[Image point grounding data]

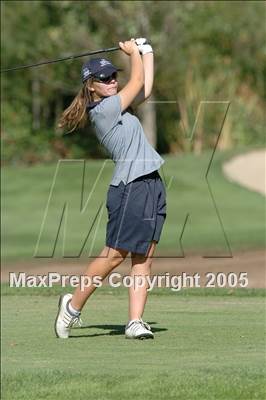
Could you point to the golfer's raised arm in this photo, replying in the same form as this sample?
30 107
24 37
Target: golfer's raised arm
136 81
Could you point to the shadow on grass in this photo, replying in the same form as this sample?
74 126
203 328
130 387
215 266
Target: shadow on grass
113 330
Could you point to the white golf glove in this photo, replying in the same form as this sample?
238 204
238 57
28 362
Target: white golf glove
143 46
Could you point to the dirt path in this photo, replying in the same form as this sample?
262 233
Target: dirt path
251 262
248 170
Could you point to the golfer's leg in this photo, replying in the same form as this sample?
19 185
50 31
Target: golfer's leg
141 266
101 266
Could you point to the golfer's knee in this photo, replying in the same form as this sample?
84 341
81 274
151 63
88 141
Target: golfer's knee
116 257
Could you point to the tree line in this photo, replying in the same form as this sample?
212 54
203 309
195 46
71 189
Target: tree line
206 52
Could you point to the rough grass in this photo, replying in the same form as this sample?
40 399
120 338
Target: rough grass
206 347
26 192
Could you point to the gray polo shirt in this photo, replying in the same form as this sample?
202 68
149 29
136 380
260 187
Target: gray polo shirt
123 137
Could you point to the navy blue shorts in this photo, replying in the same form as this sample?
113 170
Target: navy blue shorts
136 213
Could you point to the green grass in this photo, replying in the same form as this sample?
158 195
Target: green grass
206 347
26 191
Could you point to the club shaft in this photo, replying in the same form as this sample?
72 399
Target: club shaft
61 59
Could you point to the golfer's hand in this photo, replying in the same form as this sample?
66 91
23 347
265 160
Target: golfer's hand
143 46
129 47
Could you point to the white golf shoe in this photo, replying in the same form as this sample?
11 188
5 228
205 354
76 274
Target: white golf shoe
138 329
65 320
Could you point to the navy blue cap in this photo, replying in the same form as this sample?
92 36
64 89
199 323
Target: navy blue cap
98 67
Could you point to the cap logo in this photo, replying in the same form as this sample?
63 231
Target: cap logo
104 62
86 72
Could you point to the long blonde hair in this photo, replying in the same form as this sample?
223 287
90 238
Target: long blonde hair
75 116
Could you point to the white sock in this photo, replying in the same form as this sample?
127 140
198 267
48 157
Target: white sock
73 311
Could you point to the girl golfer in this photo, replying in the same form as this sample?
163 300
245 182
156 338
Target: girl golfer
136 202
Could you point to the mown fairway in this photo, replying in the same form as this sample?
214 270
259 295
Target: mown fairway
206 347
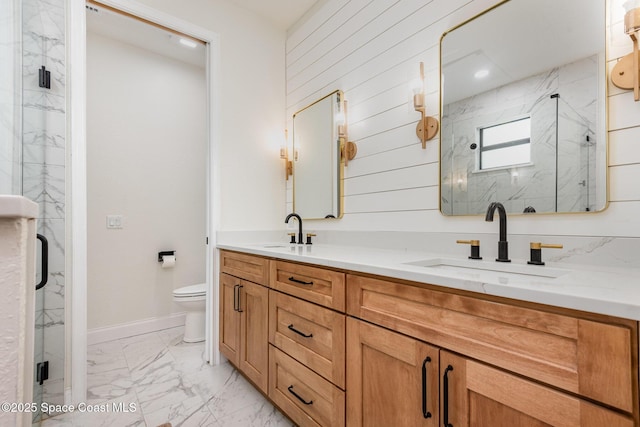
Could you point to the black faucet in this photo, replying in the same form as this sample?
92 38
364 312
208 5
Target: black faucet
299 225
503 245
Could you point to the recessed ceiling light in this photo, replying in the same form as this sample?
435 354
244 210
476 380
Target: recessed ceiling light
188 43
480 74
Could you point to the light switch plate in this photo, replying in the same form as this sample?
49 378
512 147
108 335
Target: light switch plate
114 221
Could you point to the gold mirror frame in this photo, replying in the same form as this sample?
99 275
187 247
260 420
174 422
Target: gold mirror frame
601 114
318 114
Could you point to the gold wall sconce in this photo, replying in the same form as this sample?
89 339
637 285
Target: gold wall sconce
284 154
626 72
348 149
428 126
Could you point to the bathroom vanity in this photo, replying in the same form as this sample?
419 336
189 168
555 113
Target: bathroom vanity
365 337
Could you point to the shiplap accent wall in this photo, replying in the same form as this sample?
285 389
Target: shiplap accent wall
371 50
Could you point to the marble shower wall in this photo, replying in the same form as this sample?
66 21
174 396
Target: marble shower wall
466 191
10 98
43 43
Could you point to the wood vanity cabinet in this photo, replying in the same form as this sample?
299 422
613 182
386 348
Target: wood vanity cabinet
392 378
413 354
307 337
498 363
244 309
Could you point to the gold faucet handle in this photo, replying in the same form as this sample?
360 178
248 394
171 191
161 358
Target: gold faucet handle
469 242
475 248
538 245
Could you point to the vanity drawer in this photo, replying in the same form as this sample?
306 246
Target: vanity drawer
311 334
595 357
318 285
248 267
306 398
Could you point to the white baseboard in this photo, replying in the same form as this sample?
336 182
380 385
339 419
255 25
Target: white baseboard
125 330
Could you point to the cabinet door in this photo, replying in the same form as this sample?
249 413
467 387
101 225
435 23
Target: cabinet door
229 318
392 380
477 395
254 348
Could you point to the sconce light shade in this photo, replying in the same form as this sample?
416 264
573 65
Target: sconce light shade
626 73
284 154
427 127
348 149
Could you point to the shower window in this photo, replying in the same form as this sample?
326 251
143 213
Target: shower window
505 144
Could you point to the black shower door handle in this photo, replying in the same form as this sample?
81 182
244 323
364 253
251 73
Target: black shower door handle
45 261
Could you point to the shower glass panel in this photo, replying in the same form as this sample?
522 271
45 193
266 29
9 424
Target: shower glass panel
576 155
43 178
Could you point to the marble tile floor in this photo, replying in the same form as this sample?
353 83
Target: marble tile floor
166 380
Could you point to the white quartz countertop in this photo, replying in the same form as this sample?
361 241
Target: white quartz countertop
603 290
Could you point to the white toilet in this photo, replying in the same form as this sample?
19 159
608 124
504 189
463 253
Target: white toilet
192 299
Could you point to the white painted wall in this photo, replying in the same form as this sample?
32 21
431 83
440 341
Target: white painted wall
371 50
251 174
146 160
10 99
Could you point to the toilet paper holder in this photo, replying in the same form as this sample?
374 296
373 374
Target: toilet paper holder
161 254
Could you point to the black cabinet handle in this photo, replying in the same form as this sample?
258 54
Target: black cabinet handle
425 412
44 261
302 282
235 298
446 396
290 388
239 300
298 332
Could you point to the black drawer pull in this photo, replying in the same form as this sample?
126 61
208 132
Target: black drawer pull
425 412
44 275
239 300
446 396
235 297
290 388
302 282
291 328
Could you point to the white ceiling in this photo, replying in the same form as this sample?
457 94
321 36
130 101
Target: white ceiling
131 31
283 13
100 20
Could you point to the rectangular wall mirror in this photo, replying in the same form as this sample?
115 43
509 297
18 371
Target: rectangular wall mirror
523 109
317 169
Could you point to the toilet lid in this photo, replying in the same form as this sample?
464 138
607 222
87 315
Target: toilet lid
193 290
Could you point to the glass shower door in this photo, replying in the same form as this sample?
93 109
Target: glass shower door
43 178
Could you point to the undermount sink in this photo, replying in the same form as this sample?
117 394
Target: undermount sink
468 267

● **Instructions to follow**: In your copy, repeat each record exactly and include no pictures.

● **Task response**:
Could you point to the golfer's raised arm in this photo, replying in the same form as this sample?
30 107
24 37
Target: golfer's raised arm
136 81
Could you point to the shadow on grass in this photo, replying in the same form as this sample?
74 126
203 328
130 387
215 266
Target: shadow on grass
113 330
Could you point to the white golf glove in this photo, replying in the same form as this sample?
238 204
238 57
28 362
Target: white golf glove
143 46
Could you point to the dirt path in this photo, replying in the same form as this sample?
262 233
Target: dirt path
251 262
248 170
Could you point to the golfer's leg in this photo, replying in the same form as this sample?
19 185
50 31
Target: golfer's leg
141 266
101 266
Could you point to the golfer's knee in this photo, replying in the same form as this sample?
84 341
81 274
151 63
88 141
Target: golfer's knee
116 257
Could you point to the tree line in this photo, replying in the same form as this sample?
212 54
203 309
195 46
71 189
Target: tree line
206 52
Could you point to the rough grass in this photo, replying in the same form as this sample?
40 399
120 338
Target: rough grass
206 347
26 192
Could you point to the gray polo shirt in this photo, replying in the same form as this sample?
202 68
149 29
136 380
260 187
Target: gray polo shirt
123 137
Could you point to the navy blue shorts in this photo, replying in the same form as this sample?
113 170
Target: navy blue shorts
136 213
Could you point to the green grass in this photo, replying in the same form as this sample?
158 195
Target: green grass
206 347
26 191
Could you point to the club shaft in this photo, replying in the same form as this sample?
72 399
Target: club shaft
61 59
Could you point to the golfer's hand in this photo, replying in the same form as this sample?
66 91
23 347
265 160
Target: golfer's hand
143 46
129 47
Could you point to the white golf shoe in this photo, replying in the same form as this sample?
11 188
5 228
205 354
76 274
Target: white golf shoe
138 329
65 320
Could you point to the navy blue cap in this photo, replying in the same form as this sample?
92 36
64 89
199 323
Target: navy blue cap
98 67
Could you point to the cap logo in this photo, replying in the same form as this sample?
63 231
Target: cap logo
104 62
86 72
Could you point to the long blonde hair in this photo, replying in the same form as this sample?
223 287
90 238
Target: long blonde hair
75 116
Could you point to the white sock in this photo, replying in the same form as this sample?
127 140
198 267
48 157
Target: white sock
73 311
Could you point to the girl golfer in this photo, replying in the same form as this sample?
163 300
245 182
156 338
Target: girl golfer
136 202
Could you point to the mown fairway in this photo, replying in the same form as this sample?
214 270
259 295
Target: mown fairway
206 347
Could you point to the black faucet in this photo, replying in the same form as this sample?
92 38
364 312
208 5
Target: black faucet
299 225
503 245
Could you point to the recessed ceiling light in this photo, replying in the same form as this sample?
435 354
244 210
476 380
Target: recessed ceiling light
188 43
480 74
Could you point to the light switch plate in this photo, replying in the same form as this sample?
49 378
512 147
108 335
Target: light switch plate
114 221
Could you point to the gold mirror frame in this photo, replying in the same form as this sample?
99 275
187 247
260 420
174 422
Target: gold mirror frame
601 114
318 114
Could you point to the gold wall sconce in this photo, replying in the same form as this sample?
89 339
637 285
Target: gold wall sconce
284 154
626 72
348 149
428 126
Could you point to the bathroom vanity in this photo, replying in the same form as this sample?
419 336
189 168
555 113
Target: bathroom vanity
365 337
Could you point to the shiplap accent wall in this photo, replying in the same form as this sample?
285 389
Target: shiplap accent wall
371 50
Could you point to the marble shower wall in this photo, replying in the same form as this sample?
66 21
174 396
Target: marble shower wall
466 191
10 98
43 43
Could you point to the wood vanity cabinet in this photo, replying in the same form as this sample?
299 422
613 182
386 348
Target: wood vanity cabinet
392 378
413 354
307 337
498 363
244 309
Could you point to the gold faucet handle in this photo, replying in the same form as this sample?
360 178
248 394
171 191
161 358
Target: gold faucet handle
469 242
475 248
538 245
Could you point to the vanity drawer in this photo, replying in the same form as this sample?
306 246
Target: vanity drawer
311 334
595 357
318 285
248 267
306 398
Could you point to the white baseboard in this photo, replying in the same form as this sample?
336 182
380 385
339 419
255 25
Target: white baseboard
125 330
Could you point to the cabinet door in this photo, replying in the same form as this sample?
249 413
467 387
101 225
435 23
Target: cabinet door
229 318
392 380
477 395
254 348
Could you point to the sconce light shade in this photo, replying in the same form as this sample?
416 264
573 65
Target: sconce light shade
626 73
284 154
427 127
348 149
Could you point to the shower window in this photo, replying in the same form as this sample?
326 251
143 213
Target: shower window
505 144
Could you point to the black shower door handle in this photo, replying in the same form as this sample?
81 182
244 323
364 253
251 73
Target: black shower door handle
45 261
Could you point to the shower glass panel in this photo, replying in the same form as this sample?
522 271
45 193
266 29
9 424
Target: shower glass panel
576 155
43 178
Could you point to the marble tile floor in this photo, replying in the same form as this sample?
353 83
Target: marble tile floor
166 380
Could you point to the white quartz countertop in this photo, replying in the same form as this sample?
361 241
Target: white quartz countertop
603 290
Could you point to the white toilet in this photo, replying in the same form as this sample?
19 159
608 124
504 189
463 253
Target: white toilet
192 299
Could you point to the white painted wall in this photo, replying in the same form as this sample?
32 21
431 83
440 341
Target: white painted wall
371 50
251 174
146 160
10 99
Could you point to the toilet paper holder in this photo, replying in the same form as this sample?
374 296
373 374
Target: toilet paper holder
161 254
Could you point to the black cabinet handle in this photo, replying in the same form as this sample?
258 54
Target: black cabinet handle
425 412
44 261
302 282
235 298
446 396
290 388
239 300
298 332
Could you point to the black drawer pull in this photo, replying in the same form as this sample?
126 61
208 132
Target: black drawer pull
425 412
44 275
239 300
446 396
235 297
290 388
302 282
291 328
Could you point to the white ceiling in this photo, replying in the same form as this sample?
457 94
321 36
130 101
Target: white ceiling
131 31
283 13
100 20
Could you point to the rectangular wall mirror in this photo, replying in the same form as this sample?
115 43
509 297
18 371
Target: rectangular wall mirror
523 109
317 169
Could you point to the toilet lid in this photo, replying in the same form as this sample?
464 138
607 222
87 315
Target: toilet lid
193 290
Could you point to the glass shower door in this photo, replying in the same form as this sample?
93 109
Target: glass shower door
43 178
Could you point to the undermount sink in this photo, replying in the same form as this sample?
117 394
Target: undermount sink
468 267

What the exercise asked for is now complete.